## TEKS PILIHAN
┄┄┄┄┄┄

RESUME PUTUSAN PENINJAUAN KEMBALI

Sengketa Perbedaan Interpretasi Penentuan Saat Terutangnya PPN

Rinaldi Adam Firdaus
Jumat, 10 Maret 2023 | 15.38 WIB
Sengketa Perbedaan Interpretasi Penentuan Saat Terutangnya PPN

RESUME Putusan Peninjauan Kembali (PK) ini merangkum sengketa pajak mengenai perbedaan interpretasi dalam menentukan saat terutangnya pajak pertambahan nilai (PPN) atas pemanfaatan jasa dari luar daerah pabean.

Dalam menjalankan usahanya, wajib pajak menggunakan jasa dari X Co sebagai rekanan yang berdomisili di luar daerah pabean Indonesia. Atas transaksi tersebut, wajib pajak baru membayarkan dan melaporkan PPN atas pemanfaatan jasa kena pajak (JKP) dari luar daerah pabean berdasarkan pada tanggal pencatatan di dalam pembukuannya.

Otoritas pajak menilai saat terutangnya PPN atas pemanfaatan JKP dari luar daerah pabean seharusnya ditentukan berdasarkan tanggal diterbitkannya invoice yang diterbitkan oleh X Co kepada wajib pajak. Hal ini sebagaimana diatur dalam Keputusan Menteri Keuangan No. 568/KMK.04/2000.

Sebaliknya, wajib pajak berpendapat tanggal pencatatan merupakan saat terutangnya PPN atas pemanfaatan jasa dari luar daerah pabean. Wajib pajak menjelaskan penyebab terjadinya perbedaan waktu antara tanggal diterbitkannya invoice dan tanggal pencatatan adalah karena wajib pajak memerlukan waktu untuk memeriksa kelengkapan dan isi dari invoice perihal time charges yang diterbitkan oleh X Co.

Pada tingkat banding, Majelis Hakim Pengadilan Pajak memutuskan untuk mengabulkan seluruh permohonan banding yang diajukan oleh wajib pajak. Kemudian, di tingkat PK, Mahkamah Agung menolak permohonan PK yang diajukan oleh otoritas pajak.

Apabila tertarik membaca putusan ini lebih lengkap, kunjungi laman Direktori Putusan Mahkamah Agung atau Perpajakan ID.

Kronologi
WAJIB pajak mengajukan banding ke Pengadilan Pajak atas keberatannya terhadap penetapan otoritas pajak. Majelis Hakim Pengadilan Pajak berpendapat saat terutangnya PPN ialah ketika dimulainya pemanfaatan JKP dari luar daerah pabean.

Adapun yang dimaksud dengan saat dimulainya pemanfaatan JKP dari luar daerah pabean adalah pada saat nilai tagihan diketahui secara pasti untuk dibayarkan kepada X Co. Dalam kasus ini, wajib pajak baru bisa memastikan nilai tagihan X Co setelah adanya persetujuan dari kedua belah pihak. Kemudian, nilai tagihan yang telah disepakati tersebut dicatat di dalam pembukuan wajib pajak.

┄┄┄┄┄┄

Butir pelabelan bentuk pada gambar
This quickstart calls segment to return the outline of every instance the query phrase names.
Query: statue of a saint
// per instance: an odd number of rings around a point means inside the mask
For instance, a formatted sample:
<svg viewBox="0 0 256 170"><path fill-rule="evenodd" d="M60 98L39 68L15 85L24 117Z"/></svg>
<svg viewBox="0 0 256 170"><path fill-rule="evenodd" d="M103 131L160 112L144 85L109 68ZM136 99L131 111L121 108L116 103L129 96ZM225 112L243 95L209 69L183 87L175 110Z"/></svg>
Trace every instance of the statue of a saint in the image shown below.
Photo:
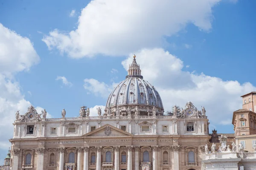
<svg viewBox="0 0 256 170"><path fill-rule="evenodd" d="M215 152L215 147L216 146L216 144L214 144L214 143L212 143L212 145L211 150L212 152L213 153Z"/></svg>
<svg viewBox="0 0 256 170"><path fill-rule="evenodd" d="M238 151L239 152L244 152L244 145L241 143L239 143L238 145Z"/></svg>
<svg viewBox="0 0 256 170"><path fill-rule="evenodd" d="M86 115L87 116L89 116L89 115L90 115L90 109L89 108L87 108L87 109L86 110Z"/></svg>
<svg viewBox="0 0 256 170"><path fill-rule="evenodd" d="M206 111L204 108L204 106L203 106L203 108L202 108L202 113L203 113L203 116L205 116L205 112L206 112Z"/></svg>
<svg viewBox="0 0 256 170"><path fill-rule="evenodd" d="M98 115L99 116L101 116L101 109L99 107L99 108L97 108L97 111L98 112Z"/></svg>
<svg viewBox="0 0 256 170"><path fill-rule="evenodd" d="M152 109L152 113L153 116L156 116L157 114L157 108L155 106L153 107L153 109Z"/></svg>
<svg viewBox="0 0 256 170"><path fill-rule="evenodd" d="M120 116L120 109L119 107L117 107L116 109L116 116Z"/></svg>
<svg viewBox="0 0 256 170"><path fill-rule="evenodd" d="M45 109L44 109L44 111L42 110L42 113L43 114L43 118L46 118L46 115L47 114L47 112Z"/></svg>
<svg viewBox="0 0 256 170"><path fill-rule="evenodd" d="M209 150L208 148L208 146L207 145L207 144L205 144L205 146L204 146L204 151L205 152L205 153L209 153Z"/></svg>
<svg viewBox="0 0 256 170"><path fill-rule="evenodd" d="M140 114L140 110L139 110L139 107L136 106L135 107L135 116L139 116Z"/></svg>
<svg viewBox="0 0 256 170"><path fill-rule="evenodd" d="M126 109L126 112L127 112L128 116L131 116L131 109L130 108L130 106L128 106L127 109Z"/></svg>
<svg viewBox="0 0 256 170"><path fill-rule="evenodd" d="M65 117L66 116L66 110L64 109L61 111L61 116L62 116L62 118Z"/></svg>
<svg viewBox="0 0 256 170"><path fill-rule="evenodd" d="M232 152L236 152L236 144L233 142L232 142Z"/></svg>
<svg viewBox="0 0 256 170"><path fill-rule="evenodd" d="M20 110L18 110L16 112L15 116L16 120L19 120L20 119Z"/></svg>

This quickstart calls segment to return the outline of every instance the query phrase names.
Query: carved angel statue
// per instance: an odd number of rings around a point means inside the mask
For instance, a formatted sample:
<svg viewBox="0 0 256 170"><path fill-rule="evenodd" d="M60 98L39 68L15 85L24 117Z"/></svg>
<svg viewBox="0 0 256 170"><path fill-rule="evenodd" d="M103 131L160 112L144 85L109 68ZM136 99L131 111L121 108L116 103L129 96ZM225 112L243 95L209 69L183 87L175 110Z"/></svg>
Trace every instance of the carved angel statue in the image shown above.
<svg viewBox="0 0 256 170"><path fill-rule="evenodd" d="M15 117L16 120L18 120L20 119L20 110L18 110L16 112Z"/></svg>
<svg viewBox="0 0 256 170"><path fill-rule="evenodd" d="M87 116L89 116L89 115L90 115L90 109L89 108L87 108L87 109L86 110L86 115Z"/></svg>
<svg viewBox="0 0 256 170"><path fill-rule="evenodd" d="M177 115L177 108L176 105L175 106L173 106L173 109L172 110L172 113L173 113L174 115Z"/></svg>
<svg viewBox="0 0 256 170"><path fill-rule="evenodd" d="M120 109L119 107L117 107L116 109L116 116L120 116Z"/></svg>
<svg viewBox="0 0 256 170"><path fill-rule="evenodd" d="M61 116L62 116L63 118L65 117L66 116L66 110L64 109L63 109L62 111L61 111Z"/></svg>
<svg viewBox="0 0 256 170"><path fill-rule="evenodd" d="M232 142L232 151L233 152L236 152L236 143L234 143L233 142Z"/></svg>
<svg viewBox="0 0 256 170"><path fill-rule="evenodd" d="M128 106L128 108L127 108L126 112L127 112L128 116L131 116L131 109L130 108L130 106Z"/></svg>
<svg viewBox="0 0 256 170"><path fill-rule="evenodd" d="M205 151L205 153L209 153L209 150L208 148L208 146L207 144L205 144L205 146L204 146L204 151Z"/></svg>
<svg viewBox="0 0 256 170"><path fill-rule="evenodd" d="M255 141L253 145L253 148L254 149L254 152L256 152L256 142Z"/></svg>
<svg viewBox="0 0 256 170"><path fill-rule="evenodd" d="M97 108L97 111L98 112L98 115L100 116L101 116L101 109L99 107L99 108Z"/></svg>
<svg viewBox="0 0 256 170"><path fill-rule="evenodd" d="M153 107L153 109L152 109L152 113L153 116L156 116L157 114L157 108L155 106Z"/></svg>
<svg viewBox="0 0 256 170"><path fill-rule="evenodd" d="M135 116L139 116L140 114L140 110L139 110L139 107L138 106L136 106L135 107Z"/></svg>
<svg viewBox="0 0 256 170"><path fill-rule="evenodd" d="M239 152L244 152L244 145L241 143L239 143L238 145L238 151Z"/></svg>
<svg viewBox="0 0 256 170"><path fill-rule="evenodd" d="M44 111L42 110L42 114L43 114L43 118L46 118L46 115L47 114L47 112L45 109L44 109Z"/></svg>
<svg viewBox="0 0 256 170"><path fill-rule="evenodd" d="M211 150L212 150L212 152L213 153L214 153L215 152L215 147L216 147L216 144L214 144L214 143L212 143L212 147L211 147Z"/></svg>
<svg viewBox="0 0 256 170"><path fill-rule="evenodd" d="M202 108L202 113L203 113L203 116L205 116L205 112L206 112L206 111L204 108L204 106L203 106Z"/></svg>

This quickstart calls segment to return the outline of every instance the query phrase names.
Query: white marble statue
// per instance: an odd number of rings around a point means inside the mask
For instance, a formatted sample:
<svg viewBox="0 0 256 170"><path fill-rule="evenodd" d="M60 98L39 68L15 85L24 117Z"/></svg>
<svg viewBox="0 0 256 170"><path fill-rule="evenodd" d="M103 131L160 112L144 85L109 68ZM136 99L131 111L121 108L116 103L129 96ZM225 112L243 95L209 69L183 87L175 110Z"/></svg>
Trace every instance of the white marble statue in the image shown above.
<svg viewBox="0 0 256 170"><path fill-rule="evenodd" d="M139 115L140 115L139 107L138 106L136 106L136 107L135 107L135 116L139 116Z"/></svg>
<svg viewBox="0 0 256 170"><path fill-rule="evenodd" d="M127 113L128 116L131 116L131 109L130 108L130 106L128 106L127 109L126 109L126 112Z"/></svg>
<svg viewBox="0 0 256 170"><path fill-rule="evenodd" d="M232 151L236 152L236 143L233 142L231 145L232 145Z"/></svg>
<svg viewBox="0 0 256 170"><path fill-rule="evenodd" d="M97 108L97 111L98 112L98 115L99 116L101 116L101 109L99 107L99 108Z"/></svg>
<svg viewBox="0 0 256 170"><path fill-rule="evenodd" d="M43 114L43 118L46 118L46 115L47 114L47 112L45 109L44 109L44 111L42 110L42 113Z"/></svg>
<svg viewBox="0 0 256 170"><path fill-rule="evenodd" d="M116 116L120 116L120 109L119 107L117 107L116 109Z"/></svg>
<svg viewBox="0 0 256 170"><path fill-rule="evenodd" d="M20 110L18 110L16 112L15 116L16 120L18 120L20 119Z"/></svg>
<svg viewBox="0 0 256 170"><path fill-rule="evenodd" d="M86 116L89 116L90 115L90 109L89 108L87 108L87 109L86 109Z"/></svg>
<svg viewBox="0 0 256 170"><path fill-rule="evenodd" d="M66 110L64 109L61 111L61 116L62 116L62 118L65 117L66 116Z"/></svg>
<svg viewBox="0 0 256 170"><path fill-rule="evenodd" d="M203 108L202 108L202 113L203 113L203 116L205 116L206 112L206 111L205 110L205 108L204 108L204 106L203 106Z"/></svg>
<svg viewBox="0 0 256 170"><path fill-rule="evenodd" d="M152 113L153 116L156 116L157 114L157 108L155 106L153 107L153 109L152 109Z"/></svg>
<svg viewBox="0 0 256 170"><path fill-rule="evenodd" d="M207 144L205 144L205 146L204 146L204 151L205 152L205 153L209 153L209 150L208 148L208 146Z"/></svg>
<svg viewBox="0 0 256 170"><path fill-rule="evenodd" d="M214 153L215 152L215 147L216 147L216 144L214 144L214 143L212 143L212 147L211 148L212 152Z"/></svg>
<svg viewBox="0 0 256 170"><path fill-rule="evenodd" d="M244 152L244 145L243 145L241 143L239 143L238 145L238 151L239 152Z"/></svg>

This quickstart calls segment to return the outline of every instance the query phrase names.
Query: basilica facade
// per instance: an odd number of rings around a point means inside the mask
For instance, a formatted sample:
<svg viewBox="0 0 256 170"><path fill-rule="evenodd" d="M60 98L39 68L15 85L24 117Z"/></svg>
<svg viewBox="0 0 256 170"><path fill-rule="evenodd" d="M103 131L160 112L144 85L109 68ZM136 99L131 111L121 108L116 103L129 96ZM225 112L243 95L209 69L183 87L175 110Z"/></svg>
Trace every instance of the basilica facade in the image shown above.
<svg viewBox="0 0 256 170"><path fill-rule="evenodd" d="M14 123L12 170L201 170L209 143L204 107L192 102L165 113L156 88L143 78L136 56L125 79L97 116L81 107L76 117L46 119L33 106Z"/></svg>

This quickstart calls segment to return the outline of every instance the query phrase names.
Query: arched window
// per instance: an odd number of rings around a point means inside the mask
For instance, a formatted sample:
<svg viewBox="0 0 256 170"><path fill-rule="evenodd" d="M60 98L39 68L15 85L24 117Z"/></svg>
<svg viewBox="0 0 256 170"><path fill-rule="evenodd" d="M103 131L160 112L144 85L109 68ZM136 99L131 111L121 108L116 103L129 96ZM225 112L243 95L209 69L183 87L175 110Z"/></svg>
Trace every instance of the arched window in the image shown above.
<svg viewBox="0 0 256 170"><path fill-rule="evenodd" d="M143 153L143 162L149 162L149 154L148 153L148 152L146 150Z"/></svg>
<svg viewBox="0 0 256 170"><path fill-rule="evenodd" d="M111 162L111 152L108 151L106 153L106 162Z"/></svg>
<svg viewBox="0 0 256 170"><path fill-rule="evenodd" d="M51 153L51 154L50 155L50 161L49 162L49 164L54 164L54 162L55 162L55 158L54 158L54 153Z"/></svg>
<svg viewBox="0 0 256 170"><path fill-rule="evenodd" d="M122 152L121 154L121 162L126 162L126 153L125 152Z"/></svg>
<svg viewBox="0 0 256 170"><path fill-rule="evenodd" d="M163 162L168 162L168 153L167 151L163 152Z"/></svg>
<svg viewBox="0 0 256 170"><path fill-rule="evenodd" d="M91 163L95 163L95 153L91 153Z"/></svg>
<svg viewBox="0 0 256 170"><path fill-rule="evenodd" d="M31 154L30 153L28 153L26 156L25 164L31 164Z"/></svg>
<svg viewBox="0 0 256 170"><path fill-rule="evenodd" d="M189 151L189 163L194 163L195 162L195 155L194 155L194 152Z"/></svg>
<svg viewBox="0 0 256 170"><path fill-rule="evenodd" d="M75 153L73 152L68 155L68 163L75 163Z"/></svg>

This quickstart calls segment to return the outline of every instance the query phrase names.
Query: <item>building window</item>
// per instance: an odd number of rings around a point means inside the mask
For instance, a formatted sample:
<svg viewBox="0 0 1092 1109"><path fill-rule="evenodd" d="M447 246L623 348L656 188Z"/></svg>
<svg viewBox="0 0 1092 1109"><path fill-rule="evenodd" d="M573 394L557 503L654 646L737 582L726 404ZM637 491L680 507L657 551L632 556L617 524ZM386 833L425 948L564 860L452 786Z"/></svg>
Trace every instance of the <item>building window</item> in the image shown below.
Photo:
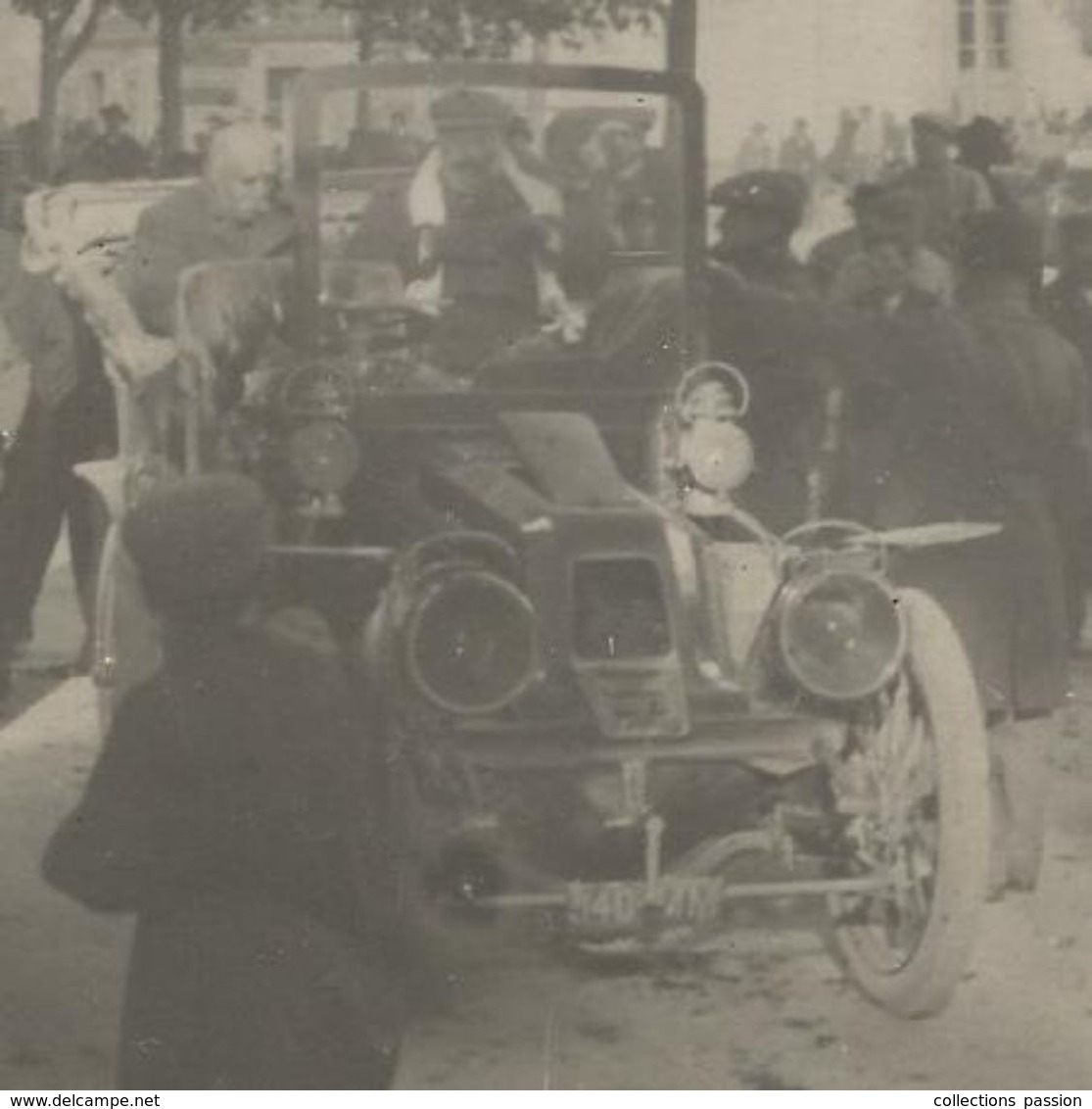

┄┄┄┄┄┄

## TUGAS YANG DIKERJAKAN
**a)** Tolong sebutkan semua singkatan dalam resume sengketa PPN yang kepanjangannya ditulis dengan singkatan itu di dalam tanda kurung, beserta kepanjangannya.
**b)** Lanjutkan resume sengketa PPN mulai dari bagian terakhirnya.

## JAWABAN YANG DIBERIKAN
**a)**
PK: Peninjauan Kembali
PPN: pajak pertambahan nilai
JKP: jasa kena pajak

**b)**
Terhadap permohonan banding tersebut, Majelis Hakim Pengadilan Pajak menyatakan mengabulkan seluruh permohonan banding yang diajukan oleh wajib pajak. Kemudian, dengan diterbitkannya Putusan Pengadilan Pajak Nomor Put.22336/PP/M.VII/16/2010 tanggal 25 Februari 2010, otoritas pajak mengajukan upaya hukum PK secara tertulis di Kepaniteraan Pengadilan Pajak pada 24 Juni 2010.

Pokok sengketa dalam perkara ini adalah koreksi PPN masukan sehubungan dengan perbedaan pengakuan saat terutangnya PPN atas pemanfaatan jasa dari luar daerah pabean yang tidak dipertahankan oleh Majelis Hakim Pengadilan Pajak.

Pendapat Pihak yang Bersengketa
PEMOHON PK menyatakan keberatan atas pertimbangan hukum Majelis Hakim Pengadilan Pajak. Dalam perkara ini, Termohon PK menggunakan jasa dari X Co yang berdomisili di luar daerah pabean Indonesia. Atas transaksi tersebut, Termohon PK memiliki kewajiban untuk membayar sejumlah PPN yang terutang atas pemanfaatan JKP dari luar daerah pabean.

Adapun persoalan dalam sengketa ini berkaitan dengan perbedaan interpretasi dalam menentukan saat terutangnya PPN antara Termohon PK dengan Pemohon PK.

Menurut Pemohon PK, PPN yang timbul atas transaksi yang dilakukan antara Termohon PK dengan X Co seharusnya terutang berdasarkan tanggal diterbitkannya invoice. Hal ini disebabkan saat terutangnya PPN terjadi ketika dimulainya pemanfaatan JKP dari luar daerah pabean sebagaimana diatur dalam Pasal 11 ayat (1) huruf e UU PPN.

Adapun yang dimaksud dengan saat dimulainya pemanfaatan JKP dari luar daerah pabean ialah ketika salah satu dari empat peristiwa terjadi terlebih dahulu, yaitu saat JKP secara nyata digunakan, saat harga perolehan dinyatakan sebagai utang, saat harga jual JKP ditagih, ataupun saat pembayaran JKP. Ketentuan ini sebagaimana diatur dalam Pasal 3 KMK 568/KMK.04/2000.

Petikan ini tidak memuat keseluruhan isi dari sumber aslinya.